The opinion of the court was delivered by: Matthew F. Kennelly, United States District Judge


Plaintiff José Berrurn, a federal prisoner, has brought this pro se civil rights action, claiming that the United States government, through the United States Attorney's Office and the Drug Enforcement Administration, violated his constitutional rights by denying him due process in civil forfeiture proceedings. More specifically, Berrurn alleges that the government failed to provide proper notice that it intended to seize his property (two parcels of real estate, $10,000 in currency, and several motor vehicles). This matter is before the Court for consideration of the government's motion for summary judgment. For the reasons set forth in this order, the motion is granted.

Summary judgment "shall be rendered forthwith if the pleadings, depositions, answers to interrogatories, and admissions on file, together with affidavits, if any, show that there is no genuine issue as to any material fact and that the moving party is entitled to a judgment as a matter of law." Fed.R.Civ.P. 56(c); Celotex Corp. v. Catrett, 477 U.S. 317, 322 (1986). In determining whether genuine factual issues exist, a court must view all the evidence and draw all reasonable inferences in the light most favorable to the non-moving party, in this case Berrum. Walker v. Northeast Regional Commuter Railroad Corp., 225 F.3d 895, 897 (7th Cir. 2000). However, Rule 56(e) "mandates the entry of summary judgment, after adequate time for discovery and upon motion, against a party who fails to make a showing sufficient to establish the existence of an element essential to that party's case, and on which that party wilt bear the burden of proof at trial." Celotex, 477 U.S. at 322. "Where the record taken as a whole could not lead a rational trier of fact to find for the non-moving party, there is no `genuine issue for trial.'" Chiaramonte v. Fashion Bed Group, Inc., 129 F.3d 391, 393 (7th Cir. 1997).

** Extracted material **
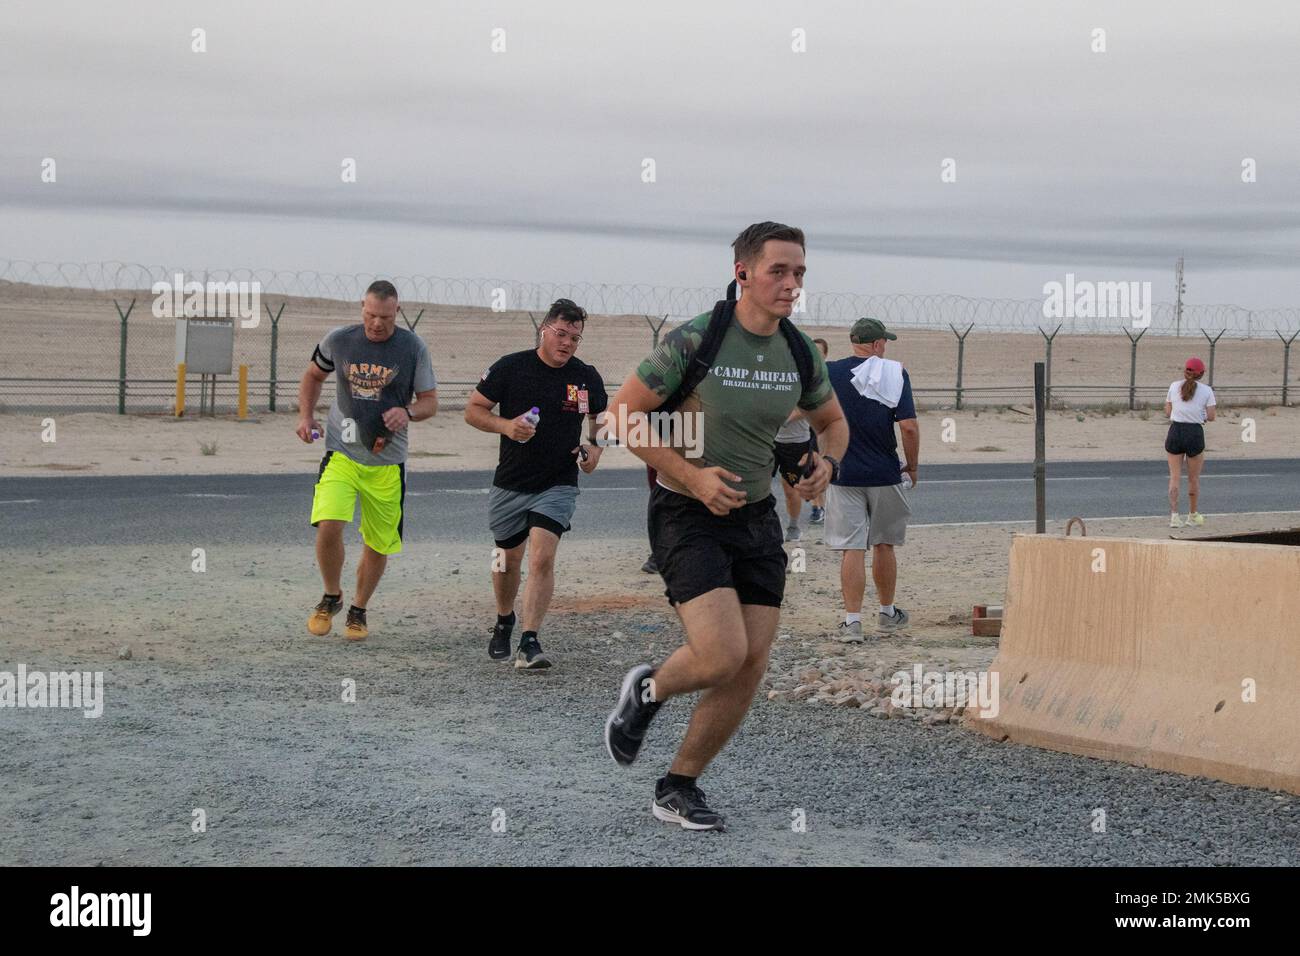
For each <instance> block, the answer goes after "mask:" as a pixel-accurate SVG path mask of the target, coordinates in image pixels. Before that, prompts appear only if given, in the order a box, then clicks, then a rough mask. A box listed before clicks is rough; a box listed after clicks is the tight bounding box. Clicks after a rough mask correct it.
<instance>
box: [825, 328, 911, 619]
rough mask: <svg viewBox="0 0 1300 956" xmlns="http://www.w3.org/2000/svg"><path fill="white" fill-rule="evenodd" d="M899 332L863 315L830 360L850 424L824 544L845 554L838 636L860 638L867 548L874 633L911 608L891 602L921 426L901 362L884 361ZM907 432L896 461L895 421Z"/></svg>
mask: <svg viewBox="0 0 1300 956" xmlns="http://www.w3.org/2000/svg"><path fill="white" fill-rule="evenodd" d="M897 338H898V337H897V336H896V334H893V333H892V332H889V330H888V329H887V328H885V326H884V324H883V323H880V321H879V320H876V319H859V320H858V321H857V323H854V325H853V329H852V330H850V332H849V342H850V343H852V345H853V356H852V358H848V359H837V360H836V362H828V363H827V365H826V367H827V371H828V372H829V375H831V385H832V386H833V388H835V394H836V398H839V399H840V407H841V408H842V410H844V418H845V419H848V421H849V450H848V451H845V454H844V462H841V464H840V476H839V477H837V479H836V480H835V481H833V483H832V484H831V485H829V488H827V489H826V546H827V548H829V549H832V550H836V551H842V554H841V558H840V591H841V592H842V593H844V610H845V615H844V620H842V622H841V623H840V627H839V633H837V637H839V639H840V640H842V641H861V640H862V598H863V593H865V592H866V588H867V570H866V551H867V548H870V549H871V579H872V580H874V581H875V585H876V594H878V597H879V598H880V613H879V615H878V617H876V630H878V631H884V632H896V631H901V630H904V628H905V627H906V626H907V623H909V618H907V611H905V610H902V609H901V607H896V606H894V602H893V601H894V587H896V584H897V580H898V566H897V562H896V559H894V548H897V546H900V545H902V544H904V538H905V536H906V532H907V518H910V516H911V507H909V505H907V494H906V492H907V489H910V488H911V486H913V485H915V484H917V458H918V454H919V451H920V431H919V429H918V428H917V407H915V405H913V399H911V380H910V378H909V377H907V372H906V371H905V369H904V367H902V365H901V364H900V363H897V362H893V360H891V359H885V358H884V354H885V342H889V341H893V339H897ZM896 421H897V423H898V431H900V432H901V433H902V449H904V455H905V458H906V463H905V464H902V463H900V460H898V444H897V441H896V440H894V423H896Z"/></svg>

---

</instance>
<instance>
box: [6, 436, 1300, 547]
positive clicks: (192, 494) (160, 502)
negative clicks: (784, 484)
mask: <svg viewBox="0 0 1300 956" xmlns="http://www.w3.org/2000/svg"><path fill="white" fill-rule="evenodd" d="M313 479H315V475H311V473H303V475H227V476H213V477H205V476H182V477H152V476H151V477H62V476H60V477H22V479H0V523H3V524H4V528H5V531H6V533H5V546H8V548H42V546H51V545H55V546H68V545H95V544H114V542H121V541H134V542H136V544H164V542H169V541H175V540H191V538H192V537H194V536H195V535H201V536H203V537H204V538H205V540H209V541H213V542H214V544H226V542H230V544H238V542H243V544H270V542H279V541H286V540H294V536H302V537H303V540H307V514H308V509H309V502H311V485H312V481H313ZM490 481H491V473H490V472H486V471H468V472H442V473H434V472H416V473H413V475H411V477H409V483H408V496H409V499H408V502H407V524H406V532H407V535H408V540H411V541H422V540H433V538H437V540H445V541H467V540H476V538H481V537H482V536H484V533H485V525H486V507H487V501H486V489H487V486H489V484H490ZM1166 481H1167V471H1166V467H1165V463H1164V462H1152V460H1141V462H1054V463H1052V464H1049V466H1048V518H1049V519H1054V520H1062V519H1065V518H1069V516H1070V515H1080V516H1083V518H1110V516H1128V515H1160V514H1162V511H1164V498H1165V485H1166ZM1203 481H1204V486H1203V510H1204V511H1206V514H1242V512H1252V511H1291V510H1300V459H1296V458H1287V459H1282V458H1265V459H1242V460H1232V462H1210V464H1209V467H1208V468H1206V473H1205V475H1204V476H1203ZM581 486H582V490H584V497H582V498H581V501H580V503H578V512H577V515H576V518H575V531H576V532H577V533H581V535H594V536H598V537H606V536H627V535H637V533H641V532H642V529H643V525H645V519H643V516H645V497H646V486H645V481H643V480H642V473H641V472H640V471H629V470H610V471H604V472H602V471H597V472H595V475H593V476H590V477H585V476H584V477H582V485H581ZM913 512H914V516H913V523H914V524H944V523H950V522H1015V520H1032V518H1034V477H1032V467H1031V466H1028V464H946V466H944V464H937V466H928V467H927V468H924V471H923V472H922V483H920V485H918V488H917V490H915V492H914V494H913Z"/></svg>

** Assignment **
In the court opinion, which motion does the Court consider, and how does it rule on it? The rows have nothing to do with the court opinion.

** Solution **
It considers the government's motion for summary judgment and grants it.